| WORK INSTRUCTIONS |
Retype the data without changes, starting at the line that contains "the white pickup" and ending at the final line of the data.

| RECORDED DATA |
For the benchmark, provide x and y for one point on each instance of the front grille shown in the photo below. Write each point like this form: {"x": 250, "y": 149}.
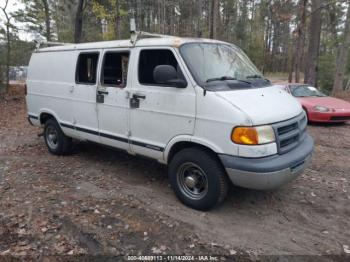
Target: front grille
{"x": 289, "y": 133}
{"x": 340, "y": 118}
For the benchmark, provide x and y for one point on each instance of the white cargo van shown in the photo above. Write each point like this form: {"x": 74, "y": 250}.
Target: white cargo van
{"x": 200, "y": 106}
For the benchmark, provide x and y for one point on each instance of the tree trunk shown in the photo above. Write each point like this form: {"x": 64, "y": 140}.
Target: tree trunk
{"x": 79, "y": 22}
{"x": 300, "y": 40}
{"x": 47, "y": 20}
{"x": 117, "y": 20}
{"x": 214, "y": 18}
{"x": 342, "y": 56}
{"x": 314, "y": 44}
{"x": 8, "y": 45}
{"x": 8, "y": 57}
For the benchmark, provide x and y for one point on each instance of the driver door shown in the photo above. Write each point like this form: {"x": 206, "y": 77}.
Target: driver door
{"x": 158, "y": 112}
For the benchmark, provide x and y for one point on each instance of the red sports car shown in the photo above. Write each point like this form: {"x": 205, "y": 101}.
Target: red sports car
{"x": 318, "y": 106}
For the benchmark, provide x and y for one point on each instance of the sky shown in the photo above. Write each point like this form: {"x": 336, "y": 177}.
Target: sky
{"x": 13, "y": 6}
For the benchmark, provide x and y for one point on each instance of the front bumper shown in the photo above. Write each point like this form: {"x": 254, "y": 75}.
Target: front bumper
{"x": 270, "y": 172}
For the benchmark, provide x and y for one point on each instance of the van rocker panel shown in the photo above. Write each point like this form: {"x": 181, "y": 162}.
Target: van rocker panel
{"x": 270, "y": 172}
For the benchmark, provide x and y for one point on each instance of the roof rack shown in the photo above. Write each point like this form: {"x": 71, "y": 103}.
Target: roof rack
{"x": 135, "y": 35}
{"x": 39, "y": 44}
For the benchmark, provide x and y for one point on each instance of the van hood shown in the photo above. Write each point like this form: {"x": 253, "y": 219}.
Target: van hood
{"x": 265, "y": 105}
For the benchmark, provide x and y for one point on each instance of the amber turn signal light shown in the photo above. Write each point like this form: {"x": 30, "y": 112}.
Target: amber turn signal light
{"x": 245, "y": 136}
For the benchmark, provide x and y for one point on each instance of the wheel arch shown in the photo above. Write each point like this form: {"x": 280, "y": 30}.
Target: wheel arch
{"x": 181, "y": 143}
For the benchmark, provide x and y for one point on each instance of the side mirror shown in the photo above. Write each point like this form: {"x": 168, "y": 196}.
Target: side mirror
{"x": 166, "y": 74}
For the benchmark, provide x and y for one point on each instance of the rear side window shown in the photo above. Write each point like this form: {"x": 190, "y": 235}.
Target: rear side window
{"x": 115, "y": 69}
{"x": 149, "y": 59}
{"x": 87, "y": 68}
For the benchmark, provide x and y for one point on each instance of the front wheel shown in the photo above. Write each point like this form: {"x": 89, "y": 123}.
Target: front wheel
{"x": 198, "y": 179}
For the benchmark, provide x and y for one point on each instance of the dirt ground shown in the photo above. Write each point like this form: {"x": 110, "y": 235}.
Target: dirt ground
{"x": 103, "y": 202}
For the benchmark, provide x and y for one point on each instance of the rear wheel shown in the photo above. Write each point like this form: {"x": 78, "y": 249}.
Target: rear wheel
{"x": 198, "y": 179}
{"x": 57, "y": 142}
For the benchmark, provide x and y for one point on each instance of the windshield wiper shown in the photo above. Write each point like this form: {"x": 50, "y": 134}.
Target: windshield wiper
{"x": 223, "y": 78}
{"x": 253, "y": 76}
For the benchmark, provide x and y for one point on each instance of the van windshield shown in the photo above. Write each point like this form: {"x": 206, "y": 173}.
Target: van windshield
{"x": 220, "y": 62}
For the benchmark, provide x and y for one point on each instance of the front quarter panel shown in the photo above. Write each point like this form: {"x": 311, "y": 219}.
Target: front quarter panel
{"x": 215, "y": 119}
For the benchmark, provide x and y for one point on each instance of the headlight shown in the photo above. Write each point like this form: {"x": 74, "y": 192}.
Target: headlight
{"x": 321, "y": 109}
{"x": 253, "y": 135}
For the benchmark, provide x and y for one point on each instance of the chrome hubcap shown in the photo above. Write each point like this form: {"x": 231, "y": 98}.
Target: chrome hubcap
{"x": 51, "y": 137}
{"x": 192, "y": 180}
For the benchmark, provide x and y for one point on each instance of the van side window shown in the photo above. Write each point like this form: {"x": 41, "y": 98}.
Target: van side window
{"x": 87, "y": 68}
{"x": 149, "y": 59}
{"x": 115, "y": 69}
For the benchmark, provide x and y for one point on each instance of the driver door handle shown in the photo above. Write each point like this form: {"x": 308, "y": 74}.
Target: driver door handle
{"x": 138, "y": 96}
{"x": 100, "y": 92}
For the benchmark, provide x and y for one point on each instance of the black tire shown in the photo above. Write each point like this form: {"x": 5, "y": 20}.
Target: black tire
{"x": 201, "y": 162}
{"x": 62, "y": 145}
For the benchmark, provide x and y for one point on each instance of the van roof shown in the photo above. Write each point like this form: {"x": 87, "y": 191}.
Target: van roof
{"x": 154, "y": 41}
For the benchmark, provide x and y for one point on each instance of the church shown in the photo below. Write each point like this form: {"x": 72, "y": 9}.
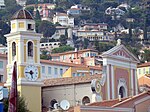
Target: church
{"x": 118, "y": 79}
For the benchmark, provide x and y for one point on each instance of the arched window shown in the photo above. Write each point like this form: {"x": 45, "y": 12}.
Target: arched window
{"x": 30, "y": 49}
{"x": 13, "y": 49}
{"x": 122, "y": 91}
{"x": 85, "y": 100}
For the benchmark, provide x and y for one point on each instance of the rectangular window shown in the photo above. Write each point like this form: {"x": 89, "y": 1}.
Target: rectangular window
{"x": 21, "y": 25}
{"x": 74, "y": 74}
{"x": 139, "y": 71}
{"x": 43, "y": 69}
{"x": 61, "y": 71}
{"x": 56, "y": 72}
{"x": 1, "y": 78}
{"x": 49, "y": 70}
{"x": 78, "y": 74}
{"x": 83, "y": 74}
{"x": 143, "y": 70}
{"x": 13, "y": 25}
{"x": 1, "y": 64}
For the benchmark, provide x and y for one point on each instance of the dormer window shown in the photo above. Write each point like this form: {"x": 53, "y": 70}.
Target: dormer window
{"x": 30, "y": 49}
{"x": 13, "y": 49}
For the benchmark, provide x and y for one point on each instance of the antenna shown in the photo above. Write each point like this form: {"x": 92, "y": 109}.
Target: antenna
{"x": 64, "y": 104}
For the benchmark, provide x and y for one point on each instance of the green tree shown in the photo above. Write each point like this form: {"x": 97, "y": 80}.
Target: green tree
{"x": 146, "y": 55}
{"x": 62, "y": 49}
{"x": 22, "y": 105}
{"x": 46, "y": 28}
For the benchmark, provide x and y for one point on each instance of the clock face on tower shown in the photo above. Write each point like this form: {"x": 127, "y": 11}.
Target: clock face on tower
{"x": 31, "y": 72}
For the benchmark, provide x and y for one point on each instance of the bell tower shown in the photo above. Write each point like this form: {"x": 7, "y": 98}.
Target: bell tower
{"x": 23, "y": 47}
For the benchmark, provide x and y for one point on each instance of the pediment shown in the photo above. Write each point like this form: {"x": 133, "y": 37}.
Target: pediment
{"x": 120, "y": 52}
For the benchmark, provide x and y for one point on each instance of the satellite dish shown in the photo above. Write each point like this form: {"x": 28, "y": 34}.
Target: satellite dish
{"x": 64, "y": 104}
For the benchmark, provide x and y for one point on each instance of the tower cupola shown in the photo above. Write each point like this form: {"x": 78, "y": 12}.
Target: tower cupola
{"x": 22, "y": 20}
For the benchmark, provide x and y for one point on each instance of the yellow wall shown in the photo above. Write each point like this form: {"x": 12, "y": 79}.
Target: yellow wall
{"x": 21, "y": 24}
{"x": 67, "y": 73}
{"x": 140, "y": 71}
{"x": 32, "y": 95}
{"x": 76, "y": 70}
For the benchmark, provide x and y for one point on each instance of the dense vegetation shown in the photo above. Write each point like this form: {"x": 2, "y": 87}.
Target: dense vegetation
{"x": 138, "y": 11}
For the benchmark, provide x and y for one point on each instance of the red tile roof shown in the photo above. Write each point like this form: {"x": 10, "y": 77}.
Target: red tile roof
{"x": 61, "y": 14}
{"x": 74, "y": 9}
{"x": 116, "y": 102}
{"x": 131, "y": 98}
{"x": 144, "y": 65}
{"x": 107, "y": 103}
{"x": 69, "y": 64}
{"x": 79, "y": 51}
{"x": 144, "y": 80}
{"x": 3, "y": 56}
{"x": 70, "y": 80}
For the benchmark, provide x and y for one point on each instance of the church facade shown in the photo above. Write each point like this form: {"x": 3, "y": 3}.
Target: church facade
{"x": 118, "y": 79}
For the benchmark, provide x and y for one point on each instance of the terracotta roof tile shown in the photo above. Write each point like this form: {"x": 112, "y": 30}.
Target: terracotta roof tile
{"x": 69, "y": 64}
{"x": 70, "y": 80}
{"x": 107, "y": 103}
{"x": 144, "y": 65}
{"x": 131, "y": 98}
{"x": 144, "y": 80}
{"x": 79, "y": 51}
{"x": 3, "y": 55}
{"x": 22, "y": 14}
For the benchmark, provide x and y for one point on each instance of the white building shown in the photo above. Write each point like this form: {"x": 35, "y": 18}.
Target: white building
{"x": 63, "y": 19}
{"x": 55, "y": 69}
{"x": 60, "y": 30}
{"x": 81, "y": 7}
{"x": 2, "y": 4}
{"x": 49, "y": 45}
{"x": 93, "y": 35}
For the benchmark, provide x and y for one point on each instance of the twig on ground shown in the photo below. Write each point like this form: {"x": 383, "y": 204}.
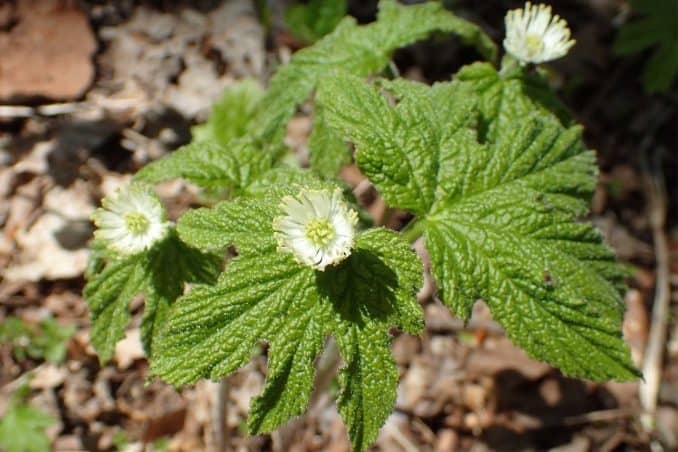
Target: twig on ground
{"x": 652, "y": 365}
{"x": 221, "y": 415}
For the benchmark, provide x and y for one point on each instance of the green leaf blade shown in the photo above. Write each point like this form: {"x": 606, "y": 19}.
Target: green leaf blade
{"x": 210, "y": 165}
{"x": 213, "y": 330}
{"x": 360, "y": 50}
{"x": 508, "y": 236}
{"x": 237, "y": 222}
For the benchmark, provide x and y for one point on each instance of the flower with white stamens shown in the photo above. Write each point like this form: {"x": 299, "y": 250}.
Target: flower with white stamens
{"x": 317, "y": 227}
{"x": 534, "y": 35}
{"x": 131, "y": 220}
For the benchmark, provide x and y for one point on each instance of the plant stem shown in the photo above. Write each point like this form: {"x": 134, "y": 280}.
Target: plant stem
{"x": 652, "y": 365}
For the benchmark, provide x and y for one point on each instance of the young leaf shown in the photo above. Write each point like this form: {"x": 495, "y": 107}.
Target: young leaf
{"x": 231, "y": 115}
{"x": 266, "y": 295}
{"x": 328, "y": 150}
{"x": 22, "y": 428}
{"x": 360, "y": 50}
{"x": 211, "y": 165}
{"x": 159, "y": 275}
{"x": 499, "y": 217}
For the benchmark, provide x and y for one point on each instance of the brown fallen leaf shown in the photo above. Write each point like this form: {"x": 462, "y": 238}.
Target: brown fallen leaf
{"x": 47, "y": 53}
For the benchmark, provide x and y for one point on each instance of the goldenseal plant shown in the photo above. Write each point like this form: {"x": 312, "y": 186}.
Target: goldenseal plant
{"x": 131, "y": 220}
{"x": 317, "y": 228}
{"x": 534, "y": 35}
{"x": 489, "y": 165}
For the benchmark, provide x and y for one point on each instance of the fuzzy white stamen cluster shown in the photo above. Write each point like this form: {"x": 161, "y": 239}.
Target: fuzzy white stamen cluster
{"x": 534, "y": 35}
{"x": 317, "y": 227}
{"x": 131, "y": 220}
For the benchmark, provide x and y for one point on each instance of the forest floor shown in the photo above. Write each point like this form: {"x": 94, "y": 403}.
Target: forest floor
{"x": 119, "y": 84}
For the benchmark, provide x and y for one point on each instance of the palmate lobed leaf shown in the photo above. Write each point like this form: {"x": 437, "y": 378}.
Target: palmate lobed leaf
{"x": 313, "y": 20}
{"x": 211, "y": 165}
{"x": 160, "y": 275}
{"x": 497, "y": 186}
{"x": 264, "y": 295}
{"x": 360, "y": 50}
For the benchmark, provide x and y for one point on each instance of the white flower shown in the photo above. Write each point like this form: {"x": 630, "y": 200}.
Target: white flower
{"x": 131, "y": 220}
{"x": 318, "y": 227}
{"x": 534, "y": 35}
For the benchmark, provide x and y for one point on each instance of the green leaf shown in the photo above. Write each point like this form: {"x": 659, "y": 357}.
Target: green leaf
{"x": 361, "y": 50}
{"x": 170, "y": 266}
{"x": 160, "y": 275}
{"x": 22, "y": 428}
{"x": 231, "y": 115}
{"x": 498, "y": 215}
{"x": 264, "y": 295}
{"x": 278, "y": 177}
{"x": 313, "y": 20}
{"x": 210, "y": 165}
{"x": 237, "y": 222}
{"x": 657, "y": 27}
{"x": 397, "y": 148}
{"x": 328, "y": 150}
{"x": 372, "y": 290}
{"x": 108, "y": 296}
{"x": 504, "y": 97}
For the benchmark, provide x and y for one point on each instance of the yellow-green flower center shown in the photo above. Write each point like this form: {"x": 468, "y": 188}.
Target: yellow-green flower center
{"x": 320, "y": 232}
{"x": 534, "y": 44}
{"x": 136, "y": 223}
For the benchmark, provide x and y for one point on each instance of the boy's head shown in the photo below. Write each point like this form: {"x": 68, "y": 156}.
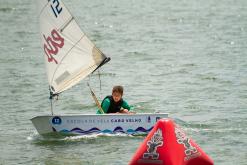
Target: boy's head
{"x": 117, "y": 93}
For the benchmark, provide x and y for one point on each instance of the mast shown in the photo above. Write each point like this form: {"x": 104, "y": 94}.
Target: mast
{"x": 69, "y": 54}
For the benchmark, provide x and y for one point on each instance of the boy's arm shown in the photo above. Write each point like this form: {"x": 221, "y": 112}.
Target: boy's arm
{"x": 105, "y": 106}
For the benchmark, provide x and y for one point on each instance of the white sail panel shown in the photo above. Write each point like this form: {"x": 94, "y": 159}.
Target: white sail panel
{"x": 69, "y": 55}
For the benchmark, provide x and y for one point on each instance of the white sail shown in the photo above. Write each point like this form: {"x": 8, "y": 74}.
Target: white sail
{"x": 69, "y": 55}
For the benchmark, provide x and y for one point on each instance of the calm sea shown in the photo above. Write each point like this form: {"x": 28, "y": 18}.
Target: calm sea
{"x": 184, "y": 57}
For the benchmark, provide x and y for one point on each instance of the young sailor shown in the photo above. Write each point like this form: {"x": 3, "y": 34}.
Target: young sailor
{"x": 115, "y": 102}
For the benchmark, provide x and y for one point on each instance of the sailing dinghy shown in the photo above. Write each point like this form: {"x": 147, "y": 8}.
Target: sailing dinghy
{"x": 70, "y": 57}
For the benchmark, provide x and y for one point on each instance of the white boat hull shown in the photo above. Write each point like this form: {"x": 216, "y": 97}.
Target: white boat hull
{"x": 136, "y": 124}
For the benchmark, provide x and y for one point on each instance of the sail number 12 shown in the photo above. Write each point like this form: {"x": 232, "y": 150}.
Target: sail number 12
{"x": 55, "y": 7}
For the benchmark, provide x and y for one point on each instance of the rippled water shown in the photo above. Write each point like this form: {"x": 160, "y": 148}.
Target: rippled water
{"x": 187, "y": 58}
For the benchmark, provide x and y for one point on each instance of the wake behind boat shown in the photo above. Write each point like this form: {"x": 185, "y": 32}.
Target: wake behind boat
{"x": 70, "y": 57}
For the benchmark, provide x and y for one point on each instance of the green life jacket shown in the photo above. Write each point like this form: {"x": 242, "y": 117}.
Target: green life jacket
{"x": 114, "y": 106}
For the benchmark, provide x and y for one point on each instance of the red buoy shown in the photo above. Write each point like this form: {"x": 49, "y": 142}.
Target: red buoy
{"x": 167, "y": 144}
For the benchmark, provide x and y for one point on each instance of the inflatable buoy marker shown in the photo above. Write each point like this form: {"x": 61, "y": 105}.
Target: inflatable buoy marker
{"x": 167, "y": 144}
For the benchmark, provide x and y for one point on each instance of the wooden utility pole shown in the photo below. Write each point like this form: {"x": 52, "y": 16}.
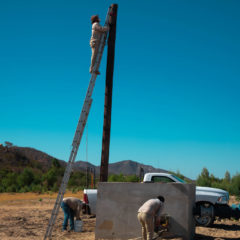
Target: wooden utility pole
{"x": 108, "y": 94}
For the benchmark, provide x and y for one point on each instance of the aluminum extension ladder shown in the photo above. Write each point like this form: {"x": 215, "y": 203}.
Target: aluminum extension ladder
{"x": 78, "y": 134}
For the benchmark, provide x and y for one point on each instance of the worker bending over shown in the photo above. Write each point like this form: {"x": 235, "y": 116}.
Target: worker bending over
{"x": 71, "y": 207}
{"x": 148, "y": 214}
{"x": 97, "y": 31}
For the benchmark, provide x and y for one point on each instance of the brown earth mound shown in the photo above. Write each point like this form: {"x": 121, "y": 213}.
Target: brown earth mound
{"x": 26, "y": 216}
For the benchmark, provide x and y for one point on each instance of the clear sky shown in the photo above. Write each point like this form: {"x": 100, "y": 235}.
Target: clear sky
{"x": 176, "y": 90}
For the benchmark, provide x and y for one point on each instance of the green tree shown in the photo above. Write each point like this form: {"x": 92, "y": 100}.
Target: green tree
{"x": 26, "y": 178}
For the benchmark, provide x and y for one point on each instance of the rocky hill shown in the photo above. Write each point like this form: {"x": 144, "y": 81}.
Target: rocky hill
{"x": 16, "y": 158}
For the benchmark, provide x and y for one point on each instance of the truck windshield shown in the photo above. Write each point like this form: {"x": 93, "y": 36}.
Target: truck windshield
{"x": 179, "y": 179}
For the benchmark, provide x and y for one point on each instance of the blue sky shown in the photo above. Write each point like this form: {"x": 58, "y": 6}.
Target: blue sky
{"x": 176, "y": 81}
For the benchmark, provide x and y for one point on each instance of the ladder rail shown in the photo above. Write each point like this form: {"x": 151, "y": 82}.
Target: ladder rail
{"x": 78, "y": 135}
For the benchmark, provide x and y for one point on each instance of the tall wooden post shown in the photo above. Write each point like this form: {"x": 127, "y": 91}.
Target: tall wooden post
{"x": 108, "y": 94}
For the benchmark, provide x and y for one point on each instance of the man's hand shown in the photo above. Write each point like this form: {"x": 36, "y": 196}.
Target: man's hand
{"x": 157, "y": 221}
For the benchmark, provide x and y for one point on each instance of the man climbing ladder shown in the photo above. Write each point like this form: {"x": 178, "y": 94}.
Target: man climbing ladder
{"x": 78, "y": 133}
{"x": 97, "y": 32}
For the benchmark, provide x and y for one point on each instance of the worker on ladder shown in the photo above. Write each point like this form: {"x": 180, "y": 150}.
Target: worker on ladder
{"x": 97, "y": 31}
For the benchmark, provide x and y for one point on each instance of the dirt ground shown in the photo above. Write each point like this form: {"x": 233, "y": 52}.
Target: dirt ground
{"x": 26, "y": 216}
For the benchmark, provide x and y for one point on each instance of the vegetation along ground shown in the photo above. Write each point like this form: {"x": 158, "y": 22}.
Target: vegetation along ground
{"x": 26, "y": 216}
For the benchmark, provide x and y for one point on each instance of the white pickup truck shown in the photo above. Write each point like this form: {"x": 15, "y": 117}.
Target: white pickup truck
{"x": 208, "y": 200}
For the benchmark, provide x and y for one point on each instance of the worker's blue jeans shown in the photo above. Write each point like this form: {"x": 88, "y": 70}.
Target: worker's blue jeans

| EXERCISE RESULT |
For the benchmark, provide x and y for one point on each instance of the white pickup truck shown in the photo above. Write each point like this form: {"x": 15, "y": 117}.
Target: white pickup truck
{"x": 208, "y": 200}
For the benchmark, provide x and y for one point on each instance of the worker's blue jeans shown in the photo above. Write each point like this form: {"x": 88, "y": 70}.
Target: worker's blue jeans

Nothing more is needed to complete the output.